▶ [WHAT YOU ARE ASKED TO DO] With the images left out, print every entry that follows exactly.

▶ [DATA TO EXAMINE]
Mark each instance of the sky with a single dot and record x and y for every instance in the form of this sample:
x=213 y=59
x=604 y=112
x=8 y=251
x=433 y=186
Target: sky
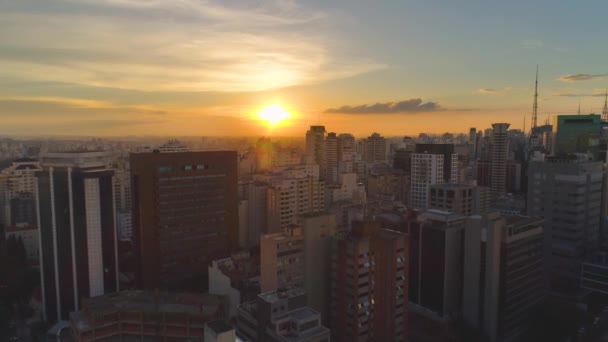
x=207 y=67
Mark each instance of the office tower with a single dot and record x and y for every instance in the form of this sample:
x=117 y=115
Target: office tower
x=331 y=158
x=427 y=169
x=315 y=147
x=279 y=316
x=236 y=278
x=122 y=200
x=19 y=181
x=389 y=184
x=436 y=267
x=146 y=316
x=293 y=192
x=576 y=134
x=375 y=148
x=78 y=256
x=500 y=155
x=503 y=276
x=185 y=213
x=318 y=231
x=462 y=199
x=257 y=213
x=264 y=152
x=346 y=148
x=472 y=143
x=567 y=192
x=282 y=259
x=369 y=296
x=450 y=159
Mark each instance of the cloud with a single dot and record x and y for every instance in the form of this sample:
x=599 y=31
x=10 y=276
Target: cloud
x=533 y=43
x=171 y=45
x=407 y=106
x=581 y=77
x=492 y=91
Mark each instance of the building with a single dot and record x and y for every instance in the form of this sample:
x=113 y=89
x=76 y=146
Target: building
x=318 y=230
x=282 y=259
x=185 y=213
x=450 y=159
x=145 y=316
x=369 y=291
x=237 y=278
x=78 y=239
x=29 y=235
x=280 y=316
x=503 y=275
x=577 y=134
x=293 y=192
x=331 y=158
x=315 y=147
x=462 y=199
x=567 y=192
x=18 y=189
x=375 y=149
x=500 y=155
x=427 y=169
x=219 y=331
x=436 y=262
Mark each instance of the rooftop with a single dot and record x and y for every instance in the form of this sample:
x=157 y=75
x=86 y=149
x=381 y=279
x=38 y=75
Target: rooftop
x=219 y=326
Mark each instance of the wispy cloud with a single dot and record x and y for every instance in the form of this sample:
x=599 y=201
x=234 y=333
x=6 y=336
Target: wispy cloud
x=415 y=105
x=581 y=77
x=533 y=43
x=170 y=45
x=493 y=91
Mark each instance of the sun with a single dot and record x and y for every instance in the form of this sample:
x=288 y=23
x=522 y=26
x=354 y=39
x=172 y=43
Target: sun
x=274 y=114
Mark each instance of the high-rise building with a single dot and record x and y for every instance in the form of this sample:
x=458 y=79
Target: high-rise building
x=279 y=316
x=185 y=213
x=427 y=169
x=567 y=192
x=463 y=199
x=331 y=158
x=315 y=147
x=369 y=296
x=500 y=155
x=577 y=134
x=282 y=259
x=436 y=268
x=503 y=275
x=318 y=231
x=375 y=148
x=293 y=192
x=78 y=259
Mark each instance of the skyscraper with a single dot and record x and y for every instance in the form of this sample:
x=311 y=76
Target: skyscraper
x=331 y=158
x=567 y=192
x=185 y=213
x=500 y=155
x=315 y=147
x=369 y=296
x=75 y=200
x=282 y=259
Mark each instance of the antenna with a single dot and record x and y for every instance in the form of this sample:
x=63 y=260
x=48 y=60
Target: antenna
x=605 y=111
x=535 y=105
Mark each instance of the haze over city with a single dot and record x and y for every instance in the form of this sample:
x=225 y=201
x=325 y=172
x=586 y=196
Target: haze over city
x=129 y=67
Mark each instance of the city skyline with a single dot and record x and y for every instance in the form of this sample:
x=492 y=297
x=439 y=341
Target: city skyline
x=128 y=67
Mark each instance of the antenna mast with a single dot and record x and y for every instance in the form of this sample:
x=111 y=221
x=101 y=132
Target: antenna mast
x=535 y=105
x=605 y=111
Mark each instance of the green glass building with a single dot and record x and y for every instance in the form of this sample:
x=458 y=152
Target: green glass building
x=577 y=134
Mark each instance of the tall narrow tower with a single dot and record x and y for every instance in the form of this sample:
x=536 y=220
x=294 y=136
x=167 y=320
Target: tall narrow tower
x=535 y=105
x=605 y=111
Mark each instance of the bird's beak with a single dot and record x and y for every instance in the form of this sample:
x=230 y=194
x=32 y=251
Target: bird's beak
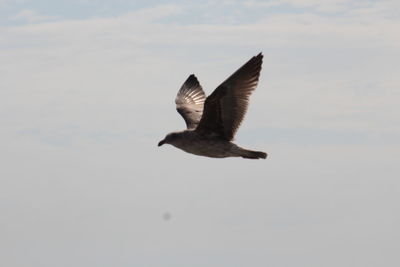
x=161 y=143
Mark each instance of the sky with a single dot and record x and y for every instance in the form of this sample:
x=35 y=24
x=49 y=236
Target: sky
x=87 y=90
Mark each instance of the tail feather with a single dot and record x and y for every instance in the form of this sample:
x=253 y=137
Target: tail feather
x=249 y=154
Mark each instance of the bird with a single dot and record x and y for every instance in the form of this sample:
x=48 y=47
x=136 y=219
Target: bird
x=213 y=121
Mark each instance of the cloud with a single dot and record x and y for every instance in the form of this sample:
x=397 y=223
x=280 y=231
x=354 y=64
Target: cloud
x=31 y=16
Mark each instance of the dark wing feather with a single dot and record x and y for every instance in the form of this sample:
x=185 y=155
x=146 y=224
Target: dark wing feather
x=226 y=107
x=190 y=101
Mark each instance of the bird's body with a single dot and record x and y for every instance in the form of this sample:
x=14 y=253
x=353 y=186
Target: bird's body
x=210 y=132
x=211 y=146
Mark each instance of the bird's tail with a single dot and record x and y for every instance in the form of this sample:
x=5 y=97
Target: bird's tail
x=249 y=154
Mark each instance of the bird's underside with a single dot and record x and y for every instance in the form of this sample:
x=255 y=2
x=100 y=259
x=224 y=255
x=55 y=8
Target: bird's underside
x=213 y=121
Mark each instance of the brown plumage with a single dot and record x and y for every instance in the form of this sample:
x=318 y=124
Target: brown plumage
x=210 y=131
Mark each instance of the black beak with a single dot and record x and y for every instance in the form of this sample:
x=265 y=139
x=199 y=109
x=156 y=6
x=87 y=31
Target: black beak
x=161 y=143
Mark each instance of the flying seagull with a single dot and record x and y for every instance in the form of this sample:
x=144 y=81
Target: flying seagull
x=213 y=121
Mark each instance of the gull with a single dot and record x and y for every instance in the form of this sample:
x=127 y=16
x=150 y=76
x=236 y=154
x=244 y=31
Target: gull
x=212 y=122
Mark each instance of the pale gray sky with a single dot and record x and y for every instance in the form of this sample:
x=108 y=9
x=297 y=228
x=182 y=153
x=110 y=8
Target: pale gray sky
x=87 y=90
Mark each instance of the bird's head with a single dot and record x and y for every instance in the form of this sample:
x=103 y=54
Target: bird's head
x=169 y=139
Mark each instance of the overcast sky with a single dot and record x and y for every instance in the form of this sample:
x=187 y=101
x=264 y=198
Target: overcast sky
x=87 y=90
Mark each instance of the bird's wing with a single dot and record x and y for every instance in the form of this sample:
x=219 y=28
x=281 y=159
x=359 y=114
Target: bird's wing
x=226 y=107
x=190 y=101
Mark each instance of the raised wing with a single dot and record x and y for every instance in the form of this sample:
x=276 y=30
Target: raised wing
x=226 y=107
x=190 y=101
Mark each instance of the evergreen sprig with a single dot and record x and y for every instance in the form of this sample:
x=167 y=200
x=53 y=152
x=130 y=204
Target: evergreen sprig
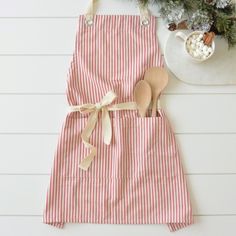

▶ [EXERCISE RESULT]
Mark each instance of the sky with a single dot and record x and y for every instance in the form of this sample:
x=213 y=59
x=604 y=112
x=8 y=251
x=433 y=186
Target: sky
x=207 y=67
Mark each instance of the office tower with a single dot and record x and y for every instance in the form of this sample:
x=117 y=115
Target: office tower
x=331 y=158
x=427 y=169
x=315 y=147
x=279 y=316
x=236 y=278
x=122 y=200
x=19 y=181
x=389 y=184
x=436 y=267
x=146 y=316
x=293 y=192
x=576 y=134
x=375 y=148
x=78 y=256
x=500 y=155
x=503 y=276
x=185 y=213
x=318 y=231
x=462 y=199
x=257 y=213
x=264 y=152
x=346 y=148
x=472 y=143
x=567 y=192
x=282 y=259
x=369 y=296
x=450 y=159
Mark each instance of the cloud with a single dot and record x and y for every instance in the form of this sample:
x=599 y=31
x=10 y=276
Target: cloud
x=533 y=43
x=171 y=45
x=407 y=106
x=581 y=77
x=492 y=91
Mark each instance of the building with a single dot and record x and y for every instance in the form of this sample:
x=113 y=89
x=76 y=146
Target: building
x=318 y=230
x=282 y=259
x=185 y=213
x=450 y=159
x=145 y=316
x=369 y=291
x=237 y=278
x=78 y=239
x=29 y=235
x=280 y=316
x=503 y=275
x=577 y=134
x=293 y=192
x=331 y=158
x=315 y=147
x=462 y=199
x=567 y=192
x=18 y=189
x=375 y=149
x=500 y=155
x=427 y=169
x=219 y=331
x=436 y=262
Mark each instance of the rooftop with a single dot and record x and y for every instance in the form of this sample:
x=157 y=75
x=86 y=149
x=381 y=279
x=38 y=75
Target: rooftop
x=219 y=326
Mark each instance of the wispy cloud with a single dot and record x and y for every instance in the form of this sample:
x=599 y=201
x=234 y=333
x=6 y=336
Target: wispy cloud
x=415 y=105
x=581 y=77
x=533 y=43
x=170 y=45
x=493 y=91
Mark each instance of the sun with a single dot and record x and y for every instance in the form of this sample:
x=288 y=23
x=522 y=26
x=354 y=39
x=172 y=43
Target: sun
x=274 y=114
Mark each instance of the high-rise building with a single dot and record x and y for every instance in the form of this sample:
x=458 y=79
Target: high-rise building
x=279 y=316
x=185 y=213
x=427 y=169
x=567 y=192
x=463 y=199
x=331 y=158
x=315 y=147
x=369 y=296
x=500 y=155
x=577 y=134
x=282 y=259
x=436 y=268
x=503 y=275
x=318 y=231
x=375 y=148
x=293 y=192
x=78 y=259
Mark each instance of the skyscraper with a single dot and record x and y for every instance in the form of this sample:
x=311 y=76
Target: skyscraper
x=331 y=158
x=567 y=192
x=185 y=213
x=500 y=155
x=315 y=147
x=369 y=296
x=75 y=200
x=282 y=259
Mark each instance of the antenna with a single dot and record x and y for every instance in the form of this sample:
x=63 y=260
x=48 y=60
Target: antenna
x=605 y=111
x=535 y=105
Mark each instance of the haze over city with a single dot and record x and y for every instance in the form of this sample:
x=225 y=201
x=325 y=172
x=586 y=196
Target: haze over city
x=129 y=67
Mark each instance of the city skyline with a single dot and record x and y for every instance in the form of this sample:
x=492 y=297
x=439 y=341
Target: city skyline
x=128 y=67
Mark each instance of the antenna mast with a single dot and record x and y for every instance in the form of this sample:
x=111 y=221
x=101 y=132
Target: antenna mast
x=535 y=105
x=605 y=111
Mark each instance of the green glass building with a single dot and record x and y for every instance in the form of this sample:
x=458 y=152
Target: green glass building
x=577 y=134
Mark each instance of the tall narrow tower with a single dot and record x and y for every instance in the form of this sample:
x=536 y=220
x=294 y=136
x=167 y=320
Target: tall narrow tower
x=535 y=105
x=605 y=111
Mark each instance of the bird's beak with a single dot and record x and y for every instance in the form of this sample:
x=230 y=194
x=32 y=251
Target: bird's beak
x=161 y=143
Mark each instance of the sky with a single dot and record x and y for every instance in the form of this sample:
x=35 y=24
x=49 y=236
Target: sky
x=87 y=90
Mark each instance of the tail feather with a single dot and record x and y for every instance in the form of this sample:
x=253 y=137
Target: tail feather
x=249 y=154
Mark each instance of the bird with a single dot and record x and y for every instance in the form of this sample:
x=48 y=47
x=136 y=219
Target: bird
x=213 y=121
Mark each instance of the cloud with a single dot and record x and y for every instance in the form of this sample:
x=397 y=223
x=280 y=231
x=354 y=64
Target: cloud
x=31 y=16
Mark each instance of the dark wing feather with a single dot and record x and y for every instance in the form of this sample:
x=185 y=155
x=146 y=224
Target: dark wing feather
x=226 y=107
x=190 y=101
Mark each instance of the bird's body with a single dot and record x and y for every instance in the form of this sample:
x=14 y=253
x=353 y=186
Target: bird's body
x=210 y=132
x=211 y=146
Mark each instance of the bird's tail with a single dot and record x and y for every instance in the form of this sample:
x=5 y=97
Target: bird's tail
x=249 y=154
Mark each instance of the bird's underside with a single dot and record x and y for every instance in the form of this sample:
x=255 y=2
x=100 y=259
x=224 y=255
x=55 y=8
Target: bird's underside
x=213 y=121
Mark each instance of the brown plumage with a single dot and record x and y for every instance in the form of this sample:
x=318 y=124
Target: brown plumage
x=210 y=131
Mark each instance of the black beak with a single dot and record x and y for every instance in the form of this sample:
x=265 y=139
x=199 y=109
x=156 y=6
x=87 y=31
Target: black beak
x=161 y=143
Mark each instance of the flying seagull with a single dot and record x and y for every instance in the form of this sample:
x=144 y=81
Target: flying seagull
x=213 y=121
Mark each instance of the gull with a single dot and record x and y for every instance in the form of this sample:
x=127 y=16
x=150 y=76
x=236 y=154
x=244 y=31
Target: gull
x=212 y=122
Mark each instance of the pale gray sky with a single dot and record x and y for every instance in the form of this sample:
x=108 y=9
x=297 y=228
x=182 y=153
x=110 y=8
Target: pale gray sky
x=87 y=90
Mark each instance of the bird's head with a single dot and record x and y for every instance in the form of this sample:
x=103 y=54
Target: bird's head
x=169 y=139
Mark each instance of the overcast sky with a single dot and record x and y for every instance in the form of this sample:
x=187 y=101
x=264 y=198
Target: overcast sky
x=87 y=90
Mark each instance of the bird's wing with a single dot and record x and y for every instance in the form of this sample:
x=219 y=28
x=281 y=159
x=359 y=114
Target: bird's wing
x=226 y=107
x=190 y=101
Mark each instance of the raised wing with a single dot and record x and y for every instance in the form of this sample:
x=276 y=30
Target: raised wing
x=226 y=107
x=190 y=101
Mark each instance of the evergreen sprig with a single dot and record x and y for every instance in the form of this sample:
x=167 y=200
x=53 y=152
x=130 y=204
Target: evergreen sprig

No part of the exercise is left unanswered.